[Outline records for named regions]
** begin **

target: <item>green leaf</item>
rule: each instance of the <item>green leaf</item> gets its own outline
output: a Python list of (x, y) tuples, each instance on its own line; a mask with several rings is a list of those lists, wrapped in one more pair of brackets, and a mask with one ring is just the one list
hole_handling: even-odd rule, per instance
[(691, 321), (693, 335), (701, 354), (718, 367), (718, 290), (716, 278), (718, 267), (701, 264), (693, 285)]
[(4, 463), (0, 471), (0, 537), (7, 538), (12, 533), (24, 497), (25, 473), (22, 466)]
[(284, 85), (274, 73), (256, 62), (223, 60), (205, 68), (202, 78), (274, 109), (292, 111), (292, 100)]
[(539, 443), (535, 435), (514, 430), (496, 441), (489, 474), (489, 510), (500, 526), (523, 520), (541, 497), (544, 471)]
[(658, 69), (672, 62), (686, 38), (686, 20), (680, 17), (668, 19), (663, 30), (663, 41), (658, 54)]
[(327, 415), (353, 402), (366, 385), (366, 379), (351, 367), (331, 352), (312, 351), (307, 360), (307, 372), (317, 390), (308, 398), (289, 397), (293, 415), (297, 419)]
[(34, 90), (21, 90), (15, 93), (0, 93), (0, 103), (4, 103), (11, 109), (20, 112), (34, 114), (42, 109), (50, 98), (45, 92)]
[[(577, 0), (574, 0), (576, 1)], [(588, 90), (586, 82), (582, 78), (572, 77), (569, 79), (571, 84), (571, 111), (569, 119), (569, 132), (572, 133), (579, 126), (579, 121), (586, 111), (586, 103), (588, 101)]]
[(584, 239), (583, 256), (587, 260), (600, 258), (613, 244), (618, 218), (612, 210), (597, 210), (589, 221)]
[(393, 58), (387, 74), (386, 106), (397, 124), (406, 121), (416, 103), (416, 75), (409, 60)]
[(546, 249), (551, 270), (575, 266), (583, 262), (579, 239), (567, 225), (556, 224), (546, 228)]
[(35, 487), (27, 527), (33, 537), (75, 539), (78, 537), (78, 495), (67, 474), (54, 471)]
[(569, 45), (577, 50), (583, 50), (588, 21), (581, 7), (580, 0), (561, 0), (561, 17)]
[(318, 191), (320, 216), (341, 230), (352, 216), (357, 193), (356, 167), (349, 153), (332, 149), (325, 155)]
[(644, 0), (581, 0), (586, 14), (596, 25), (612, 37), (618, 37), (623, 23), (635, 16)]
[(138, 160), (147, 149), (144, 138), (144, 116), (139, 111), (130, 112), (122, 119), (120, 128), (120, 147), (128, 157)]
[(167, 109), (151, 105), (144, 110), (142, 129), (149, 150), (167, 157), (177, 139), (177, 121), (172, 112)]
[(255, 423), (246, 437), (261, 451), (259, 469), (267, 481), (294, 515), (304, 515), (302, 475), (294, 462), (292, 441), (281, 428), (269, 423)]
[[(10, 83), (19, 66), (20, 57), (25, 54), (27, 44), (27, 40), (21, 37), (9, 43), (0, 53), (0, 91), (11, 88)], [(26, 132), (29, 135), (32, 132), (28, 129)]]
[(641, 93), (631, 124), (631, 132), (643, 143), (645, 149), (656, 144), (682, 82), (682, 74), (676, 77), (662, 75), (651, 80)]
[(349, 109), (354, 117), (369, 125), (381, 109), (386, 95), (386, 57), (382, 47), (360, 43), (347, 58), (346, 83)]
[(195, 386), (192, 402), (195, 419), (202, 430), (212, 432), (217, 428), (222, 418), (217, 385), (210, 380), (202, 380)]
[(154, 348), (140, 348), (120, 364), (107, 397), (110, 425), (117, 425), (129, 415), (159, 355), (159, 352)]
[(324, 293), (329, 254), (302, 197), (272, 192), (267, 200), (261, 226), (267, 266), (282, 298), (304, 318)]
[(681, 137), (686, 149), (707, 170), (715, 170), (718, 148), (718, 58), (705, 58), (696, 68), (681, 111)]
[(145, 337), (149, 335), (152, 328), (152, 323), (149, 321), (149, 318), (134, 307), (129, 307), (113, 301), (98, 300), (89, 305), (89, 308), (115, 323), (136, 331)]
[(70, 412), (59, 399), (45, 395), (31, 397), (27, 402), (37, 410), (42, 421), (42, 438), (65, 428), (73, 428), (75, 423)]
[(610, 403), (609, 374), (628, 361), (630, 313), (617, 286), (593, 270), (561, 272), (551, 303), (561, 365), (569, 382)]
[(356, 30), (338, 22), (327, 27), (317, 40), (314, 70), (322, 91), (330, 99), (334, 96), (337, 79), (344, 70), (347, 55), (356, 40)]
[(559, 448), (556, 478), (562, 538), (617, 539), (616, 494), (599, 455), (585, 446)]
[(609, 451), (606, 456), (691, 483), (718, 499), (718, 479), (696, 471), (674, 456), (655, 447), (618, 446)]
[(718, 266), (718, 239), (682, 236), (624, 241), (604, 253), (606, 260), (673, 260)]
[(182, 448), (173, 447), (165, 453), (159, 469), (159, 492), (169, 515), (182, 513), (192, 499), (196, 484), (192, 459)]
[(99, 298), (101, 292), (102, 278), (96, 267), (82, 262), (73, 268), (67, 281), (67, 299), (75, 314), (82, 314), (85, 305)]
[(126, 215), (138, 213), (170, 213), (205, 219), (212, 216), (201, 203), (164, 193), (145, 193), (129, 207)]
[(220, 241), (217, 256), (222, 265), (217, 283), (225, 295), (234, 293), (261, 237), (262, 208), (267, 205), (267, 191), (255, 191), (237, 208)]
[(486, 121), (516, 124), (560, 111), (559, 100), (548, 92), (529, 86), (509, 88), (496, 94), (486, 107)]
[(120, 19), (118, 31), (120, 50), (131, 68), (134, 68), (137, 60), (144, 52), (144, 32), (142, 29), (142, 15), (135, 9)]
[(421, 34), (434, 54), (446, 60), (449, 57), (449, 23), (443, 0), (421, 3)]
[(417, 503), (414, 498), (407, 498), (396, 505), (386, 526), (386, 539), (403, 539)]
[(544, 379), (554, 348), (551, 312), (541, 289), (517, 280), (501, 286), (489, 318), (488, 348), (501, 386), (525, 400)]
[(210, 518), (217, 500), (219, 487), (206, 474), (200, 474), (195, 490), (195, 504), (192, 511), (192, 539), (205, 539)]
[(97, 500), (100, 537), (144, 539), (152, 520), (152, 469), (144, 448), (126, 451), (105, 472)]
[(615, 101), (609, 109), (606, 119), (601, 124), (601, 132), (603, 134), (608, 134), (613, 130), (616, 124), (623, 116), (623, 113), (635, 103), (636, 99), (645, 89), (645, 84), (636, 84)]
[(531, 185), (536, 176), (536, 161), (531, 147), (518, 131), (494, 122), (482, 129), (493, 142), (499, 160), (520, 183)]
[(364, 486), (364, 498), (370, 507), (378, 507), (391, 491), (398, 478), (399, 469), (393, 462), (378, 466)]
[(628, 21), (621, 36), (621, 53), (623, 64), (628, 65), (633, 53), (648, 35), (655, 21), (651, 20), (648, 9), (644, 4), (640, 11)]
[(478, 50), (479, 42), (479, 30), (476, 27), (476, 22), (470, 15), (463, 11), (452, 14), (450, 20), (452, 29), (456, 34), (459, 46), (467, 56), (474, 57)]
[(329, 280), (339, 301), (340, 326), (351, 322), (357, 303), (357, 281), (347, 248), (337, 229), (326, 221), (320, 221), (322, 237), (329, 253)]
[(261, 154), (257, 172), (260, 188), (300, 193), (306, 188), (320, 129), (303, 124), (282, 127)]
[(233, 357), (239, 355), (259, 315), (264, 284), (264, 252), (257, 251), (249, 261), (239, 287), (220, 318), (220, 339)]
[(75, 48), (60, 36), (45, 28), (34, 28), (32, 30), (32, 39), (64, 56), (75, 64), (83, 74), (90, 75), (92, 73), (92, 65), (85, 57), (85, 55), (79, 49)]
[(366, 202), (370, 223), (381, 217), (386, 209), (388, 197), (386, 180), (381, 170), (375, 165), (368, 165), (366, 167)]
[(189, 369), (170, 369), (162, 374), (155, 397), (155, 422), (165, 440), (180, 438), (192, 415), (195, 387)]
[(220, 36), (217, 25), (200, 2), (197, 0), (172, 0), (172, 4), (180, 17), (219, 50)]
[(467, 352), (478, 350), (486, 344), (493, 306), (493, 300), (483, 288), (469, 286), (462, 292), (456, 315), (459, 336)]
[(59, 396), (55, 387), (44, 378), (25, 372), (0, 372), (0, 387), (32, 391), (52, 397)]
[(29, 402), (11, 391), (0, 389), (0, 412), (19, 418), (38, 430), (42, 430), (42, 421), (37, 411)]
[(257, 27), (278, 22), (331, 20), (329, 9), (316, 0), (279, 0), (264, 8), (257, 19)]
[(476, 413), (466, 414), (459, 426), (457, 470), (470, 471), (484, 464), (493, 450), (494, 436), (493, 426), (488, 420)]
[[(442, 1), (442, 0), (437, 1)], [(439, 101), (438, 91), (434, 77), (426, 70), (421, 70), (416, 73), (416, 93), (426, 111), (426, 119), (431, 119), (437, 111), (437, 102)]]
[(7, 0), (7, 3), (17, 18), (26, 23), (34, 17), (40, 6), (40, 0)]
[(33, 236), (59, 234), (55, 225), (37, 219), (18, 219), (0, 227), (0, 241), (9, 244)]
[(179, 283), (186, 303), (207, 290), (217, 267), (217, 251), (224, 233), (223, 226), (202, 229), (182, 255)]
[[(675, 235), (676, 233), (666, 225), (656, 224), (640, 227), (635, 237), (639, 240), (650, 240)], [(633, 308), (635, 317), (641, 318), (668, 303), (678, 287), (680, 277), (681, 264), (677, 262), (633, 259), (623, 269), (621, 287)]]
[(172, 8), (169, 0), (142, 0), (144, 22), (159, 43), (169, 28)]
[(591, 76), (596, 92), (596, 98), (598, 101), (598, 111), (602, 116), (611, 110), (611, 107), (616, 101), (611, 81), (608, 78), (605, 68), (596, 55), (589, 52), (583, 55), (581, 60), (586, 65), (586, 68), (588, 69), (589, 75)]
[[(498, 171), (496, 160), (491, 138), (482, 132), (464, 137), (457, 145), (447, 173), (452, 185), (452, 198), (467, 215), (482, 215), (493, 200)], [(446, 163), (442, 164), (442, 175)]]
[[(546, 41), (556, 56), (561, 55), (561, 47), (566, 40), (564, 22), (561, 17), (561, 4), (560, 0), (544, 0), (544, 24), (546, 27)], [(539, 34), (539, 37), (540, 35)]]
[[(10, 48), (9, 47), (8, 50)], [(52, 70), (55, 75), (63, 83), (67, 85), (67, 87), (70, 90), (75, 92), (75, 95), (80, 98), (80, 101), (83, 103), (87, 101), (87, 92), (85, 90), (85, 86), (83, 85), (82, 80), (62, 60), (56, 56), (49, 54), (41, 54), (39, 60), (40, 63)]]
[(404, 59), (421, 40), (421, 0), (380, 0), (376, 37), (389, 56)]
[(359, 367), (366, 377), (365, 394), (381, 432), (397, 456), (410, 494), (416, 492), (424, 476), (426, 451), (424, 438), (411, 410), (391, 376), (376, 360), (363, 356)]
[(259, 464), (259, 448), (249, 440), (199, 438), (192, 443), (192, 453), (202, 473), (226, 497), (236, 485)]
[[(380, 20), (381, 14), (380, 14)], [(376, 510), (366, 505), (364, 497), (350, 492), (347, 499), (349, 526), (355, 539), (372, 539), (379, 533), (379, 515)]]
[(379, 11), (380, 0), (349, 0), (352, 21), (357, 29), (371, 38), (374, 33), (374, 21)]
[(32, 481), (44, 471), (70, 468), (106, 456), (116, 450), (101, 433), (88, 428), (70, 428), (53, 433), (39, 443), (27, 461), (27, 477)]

** end **

#### EXERCISE:
Identify each line in the entries above that contains the word "green", and copy those lines. Case counts.

#### FINAL RESULT:
target: <item>green leaf</item>
rule: each instance of the <item>green leaf</item> gets its own outline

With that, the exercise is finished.